Beginning with the line that has "Practice. Find the distant tower", please write out the remaining lines of the material exactly, the last one included.

*** Block opens ***

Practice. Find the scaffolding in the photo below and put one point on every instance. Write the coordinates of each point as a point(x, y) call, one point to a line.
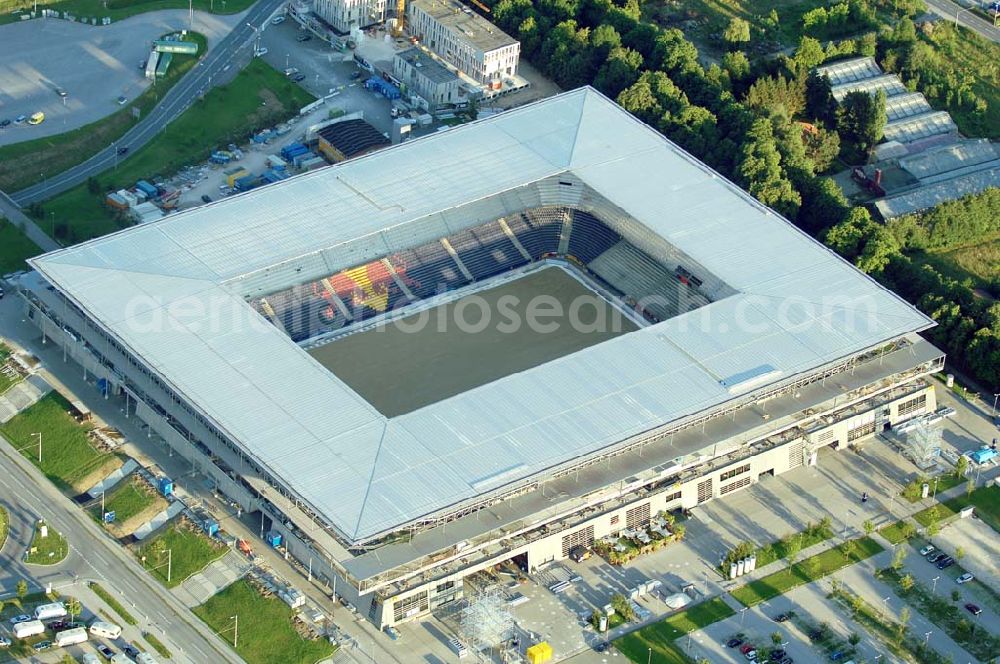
point(486, 622)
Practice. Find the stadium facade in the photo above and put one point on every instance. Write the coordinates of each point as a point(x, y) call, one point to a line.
point(755, 349)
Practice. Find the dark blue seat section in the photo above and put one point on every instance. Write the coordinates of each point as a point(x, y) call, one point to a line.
point(427, 270)
point(538, 230)
point(589, 237)
point(486, 251)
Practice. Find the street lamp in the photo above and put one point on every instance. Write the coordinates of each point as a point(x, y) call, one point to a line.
point(39, 434)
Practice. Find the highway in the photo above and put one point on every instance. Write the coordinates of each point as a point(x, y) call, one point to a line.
point(197, 82)
point(94, 556)
point(967, 19)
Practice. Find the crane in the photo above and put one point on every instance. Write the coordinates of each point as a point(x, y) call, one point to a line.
point(397, 31)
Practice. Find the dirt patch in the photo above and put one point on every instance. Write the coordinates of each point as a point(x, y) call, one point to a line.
point(112, 464)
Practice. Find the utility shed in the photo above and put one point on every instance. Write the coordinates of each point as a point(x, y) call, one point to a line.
point(349, 139)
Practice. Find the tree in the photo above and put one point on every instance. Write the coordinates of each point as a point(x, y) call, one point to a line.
point(961, 466)
point(898, 558)
point(862, 118)
point(737, 32)
point(73, 607)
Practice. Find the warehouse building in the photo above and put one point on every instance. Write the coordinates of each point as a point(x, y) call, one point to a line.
point(345, 15)
point(465, 39)
point(255, 337)
point(424, 77)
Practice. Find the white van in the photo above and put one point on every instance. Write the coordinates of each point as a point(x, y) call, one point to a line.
point(106, 630)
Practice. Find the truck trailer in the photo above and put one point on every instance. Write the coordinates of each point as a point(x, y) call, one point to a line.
point(29, 628)
point(69, 637)
point(50, 611)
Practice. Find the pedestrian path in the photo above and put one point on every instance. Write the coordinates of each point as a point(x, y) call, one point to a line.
point(147, 529)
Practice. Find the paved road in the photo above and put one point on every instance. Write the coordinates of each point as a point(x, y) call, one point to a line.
point(95, 556)
point(216, 65)
point(967, 19)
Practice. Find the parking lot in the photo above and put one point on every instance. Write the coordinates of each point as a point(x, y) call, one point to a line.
point(93, 64)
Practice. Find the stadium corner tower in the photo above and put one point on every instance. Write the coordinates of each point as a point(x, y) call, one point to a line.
point(251, 335)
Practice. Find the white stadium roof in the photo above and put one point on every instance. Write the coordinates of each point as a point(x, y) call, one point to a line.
point(797, 307)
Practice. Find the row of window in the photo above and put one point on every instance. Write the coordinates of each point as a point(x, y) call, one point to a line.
point(745, 468)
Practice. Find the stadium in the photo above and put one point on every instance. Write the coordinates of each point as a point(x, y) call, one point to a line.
point(295, 342)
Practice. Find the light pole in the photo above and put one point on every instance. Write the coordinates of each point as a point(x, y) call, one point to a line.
point(39, 434)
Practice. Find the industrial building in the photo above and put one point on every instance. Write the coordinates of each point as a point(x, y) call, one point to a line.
point(749, 349)
point(345, 15)
point(465, 39)
point(424, 77)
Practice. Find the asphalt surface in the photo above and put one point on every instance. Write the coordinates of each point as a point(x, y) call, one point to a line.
point(94, 556)
point(967, 19)
point(215, 68)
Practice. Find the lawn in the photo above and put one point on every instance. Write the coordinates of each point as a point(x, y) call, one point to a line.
point(119, 9)
point(15, 246)
point(945, 481)
point(266, 633)
point(897, 532)
point(810, 569)
point(190, 550)
point(129, 502)
point(68, 458)
point(49, 550)
point(20, 163)
point(257, 98)
point(661, 636)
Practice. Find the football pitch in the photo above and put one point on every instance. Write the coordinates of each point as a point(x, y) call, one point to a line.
point(456, 346)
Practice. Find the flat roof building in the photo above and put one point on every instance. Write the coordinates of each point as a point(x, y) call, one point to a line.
point(465, 39)
point(746, 347)
point(428, 79)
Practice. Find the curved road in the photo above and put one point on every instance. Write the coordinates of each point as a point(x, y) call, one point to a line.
point(196, 82)
point(94, 555)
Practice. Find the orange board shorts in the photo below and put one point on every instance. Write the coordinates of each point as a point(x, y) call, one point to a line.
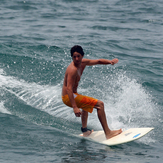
point(84, 102)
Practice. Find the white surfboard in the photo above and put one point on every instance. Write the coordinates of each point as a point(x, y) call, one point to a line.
point(126, 136)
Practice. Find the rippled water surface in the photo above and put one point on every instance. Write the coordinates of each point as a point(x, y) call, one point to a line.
point(35, 39)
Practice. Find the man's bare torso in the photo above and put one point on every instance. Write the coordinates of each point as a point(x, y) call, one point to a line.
point(78, 72)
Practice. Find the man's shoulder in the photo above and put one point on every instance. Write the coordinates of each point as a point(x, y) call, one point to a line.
point(71, 68)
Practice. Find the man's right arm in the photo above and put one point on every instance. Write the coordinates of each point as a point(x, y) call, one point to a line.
point(70, 83)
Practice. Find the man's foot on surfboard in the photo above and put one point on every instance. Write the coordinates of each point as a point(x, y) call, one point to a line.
point(86, 132)
point(113, 133)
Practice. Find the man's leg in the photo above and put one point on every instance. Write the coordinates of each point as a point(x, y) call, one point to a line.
point(84, 119)
point(102, 117)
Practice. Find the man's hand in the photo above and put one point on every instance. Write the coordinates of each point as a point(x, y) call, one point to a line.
point(114, 61)
point(77, 112)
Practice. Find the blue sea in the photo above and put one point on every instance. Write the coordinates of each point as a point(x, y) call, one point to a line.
point(35, 41)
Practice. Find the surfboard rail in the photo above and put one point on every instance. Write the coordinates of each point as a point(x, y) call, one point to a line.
point(125, 137)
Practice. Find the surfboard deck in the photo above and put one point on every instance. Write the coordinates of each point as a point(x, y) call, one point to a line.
point(126, 136)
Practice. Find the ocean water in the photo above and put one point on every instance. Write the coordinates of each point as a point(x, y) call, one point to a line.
point(35, 40)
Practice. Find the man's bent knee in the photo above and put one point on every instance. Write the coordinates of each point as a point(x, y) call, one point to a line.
point(99, 105)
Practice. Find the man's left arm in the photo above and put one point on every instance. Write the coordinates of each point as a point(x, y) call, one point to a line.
point(91, 62)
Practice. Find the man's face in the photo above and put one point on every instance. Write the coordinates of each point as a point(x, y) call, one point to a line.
point(77, 58)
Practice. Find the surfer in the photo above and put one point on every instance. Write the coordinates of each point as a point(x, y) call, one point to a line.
point(72, 99)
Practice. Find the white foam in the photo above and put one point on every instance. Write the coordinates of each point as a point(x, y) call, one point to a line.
point(3, 109)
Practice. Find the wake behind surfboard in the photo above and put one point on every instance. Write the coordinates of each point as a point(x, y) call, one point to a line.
point(126, 136)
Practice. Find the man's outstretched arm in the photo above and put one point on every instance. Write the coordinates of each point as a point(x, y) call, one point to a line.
point(91, 62)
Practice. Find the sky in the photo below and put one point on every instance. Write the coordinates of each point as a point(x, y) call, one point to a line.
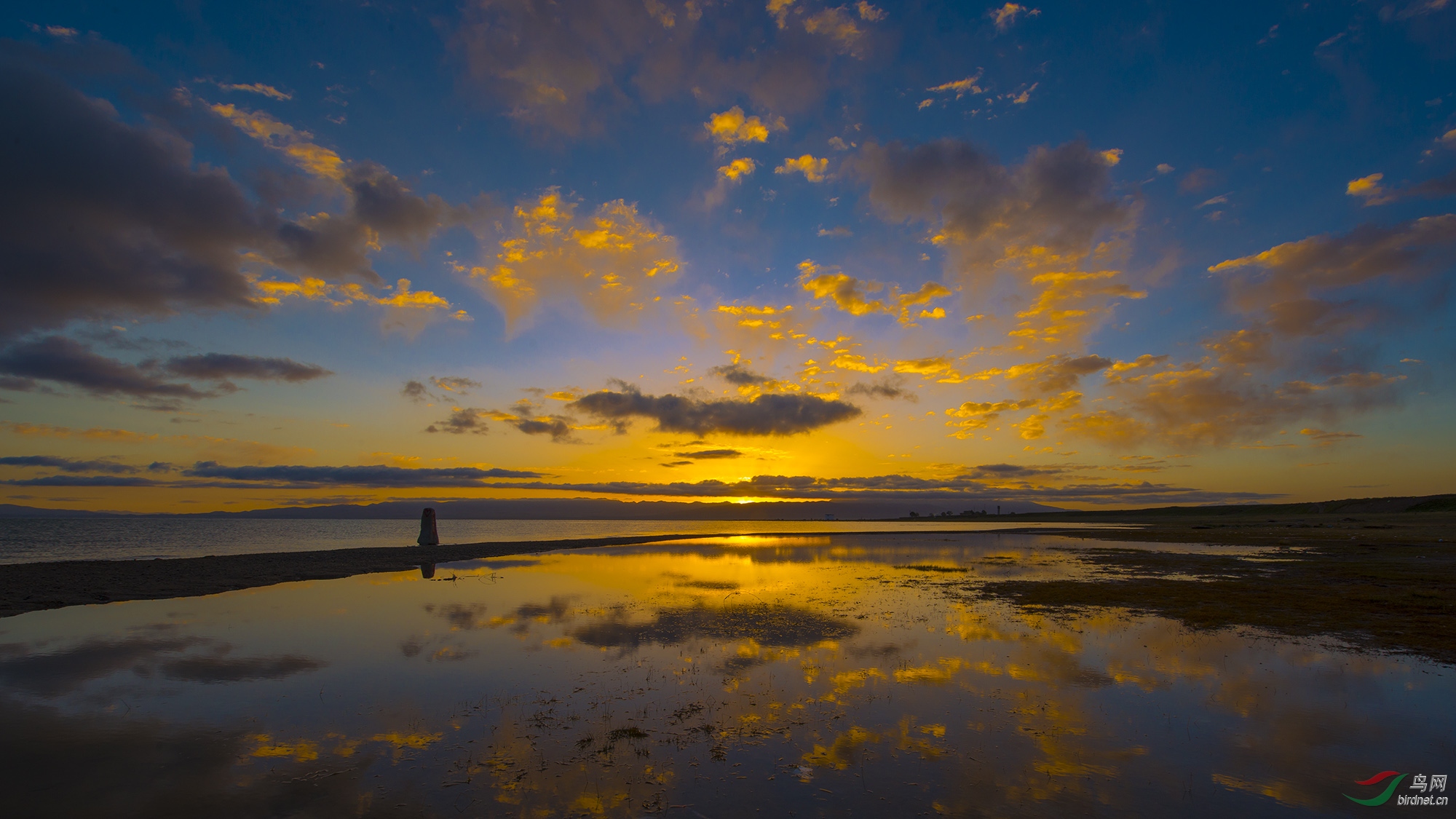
point(1080, 254)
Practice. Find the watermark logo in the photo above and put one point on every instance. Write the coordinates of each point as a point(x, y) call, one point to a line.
point(1422, 783)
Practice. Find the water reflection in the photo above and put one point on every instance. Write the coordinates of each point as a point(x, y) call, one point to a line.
point(818, 676)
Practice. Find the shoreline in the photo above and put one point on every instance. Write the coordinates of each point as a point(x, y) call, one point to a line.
point(53, 585)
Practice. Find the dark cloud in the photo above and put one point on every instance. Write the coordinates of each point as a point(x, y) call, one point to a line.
point(1433, 189)
point(462, 420)
point(218, 366)
point(558, 429)
point(455, 384)
point(101, 218)
point(85, 481)
point(570, 71)
point(1004, 471)
point(69, 362)
point(69, 464)
point(1058, 373)
point(737, 375)
point(1407, 251)
point(764, 416)
point(355, 475)
point(1059, 197)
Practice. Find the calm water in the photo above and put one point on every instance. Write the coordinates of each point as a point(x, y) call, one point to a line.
point(823, 675)
point(25, 539)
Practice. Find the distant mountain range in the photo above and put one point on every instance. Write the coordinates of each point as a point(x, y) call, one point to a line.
point(596, 509)
point(582, 509)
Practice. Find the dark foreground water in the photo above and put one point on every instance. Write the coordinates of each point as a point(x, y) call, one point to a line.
point(823, 675)
point(31, 539)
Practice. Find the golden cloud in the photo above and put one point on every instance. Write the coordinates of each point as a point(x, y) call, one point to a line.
point(737, 168)
point(851, 295)
point(812, 168)
point(612, 261)
point(733, 127)
point(296, 145)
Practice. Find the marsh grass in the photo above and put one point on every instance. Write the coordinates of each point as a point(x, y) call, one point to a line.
point(1396, 598)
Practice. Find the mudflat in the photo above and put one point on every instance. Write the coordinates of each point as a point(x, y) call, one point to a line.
point(1377, 580)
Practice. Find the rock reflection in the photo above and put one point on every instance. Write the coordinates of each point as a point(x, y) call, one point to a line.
point(857, 676)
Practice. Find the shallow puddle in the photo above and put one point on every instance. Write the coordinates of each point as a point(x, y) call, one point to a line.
point(828, 675)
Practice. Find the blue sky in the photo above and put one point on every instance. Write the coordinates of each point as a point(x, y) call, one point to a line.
point(1058, 253)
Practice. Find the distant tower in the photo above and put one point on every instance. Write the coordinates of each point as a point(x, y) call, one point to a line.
point(429, 535)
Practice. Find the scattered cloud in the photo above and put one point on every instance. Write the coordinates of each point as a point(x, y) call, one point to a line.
point(852, 295)
point(612, 261)
point(885, 388)
point(1007, 15)
point(1321, 438)
point(353, 475)
point(813, 170)
point(71, 464)
point(462, 420)
point(732, 127)
point(63, 360)
point(737, 170)
point(256, 88)
point(219, 366)
point(739, 375)
point(710, 454)
point(960, 88)
point(765, 416)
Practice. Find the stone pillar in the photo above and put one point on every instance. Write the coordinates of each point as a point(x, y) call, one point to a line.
point(429, 535)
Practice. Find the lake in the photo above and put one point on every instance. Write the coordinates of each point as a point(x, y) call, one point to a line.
point(41, 539)
point(815, 675)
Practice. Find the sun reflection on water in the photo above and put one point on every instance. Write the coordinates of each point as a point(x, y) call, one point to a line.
point(810, 675)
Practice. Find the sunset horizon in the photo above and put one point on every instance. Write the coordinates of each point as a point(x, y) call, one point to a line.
point(705, 253)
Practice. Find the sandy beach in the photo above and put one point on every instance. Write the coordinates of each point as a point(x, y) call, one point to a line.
point(1372, 579)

*** Block closes ***

# THE COMPLETED TASK
Practice. Find the distant tower in the photo above and put one point on every instance. Write the coordinates of each point as a point(x, y) call, one point to a line.
point(429, 535)
Practice. Find the scattered cloud in the photo above and put one point on every instance. Write the coordinates of each point as a point(x, y) call, one point to a line.
point(852, 295)
point(612, 261)
point(885, 388)
point(1007, 15)
point(1321, 438)
point(353, 475)
point(813, 170)
point(71, 464)
point(462, 420)
point(732, 127)
point(63, 360)
point(737, 170)
point(256, 88)
point(219, 366)
point(739, 375)
point(710, 454)
point(960, 88)
point(765, 416)
Practice. Find the stone pillar in the photo above and put one point on every instance. Write the coordinates of each point as a point(x, y) call, one point to a line.
point(429, 535)
Practice. Find the lake in the photo above and put one point on every instance. Write the coordinates of each point as a point(x, y) call, one point to a line.
point(41, 539)
point(815, 675)
Practice. Find the sun reflection on water in the photo above and put one point on every instance. Write the coordinates of each point as a point(x, y) call, one point to a line.
point(810, 675)
Practice. Find the sunset horizon in the photo above and put one point on every instance. Write the coordinates of each point as a point(x, y) call, one point to a line.
point(705, 253)
Practice. Find the sandy beach in the photo above and put one point on every instance. Write the coordinates of each point as a point(x, y) call, one point to a line.
point(1372, 579)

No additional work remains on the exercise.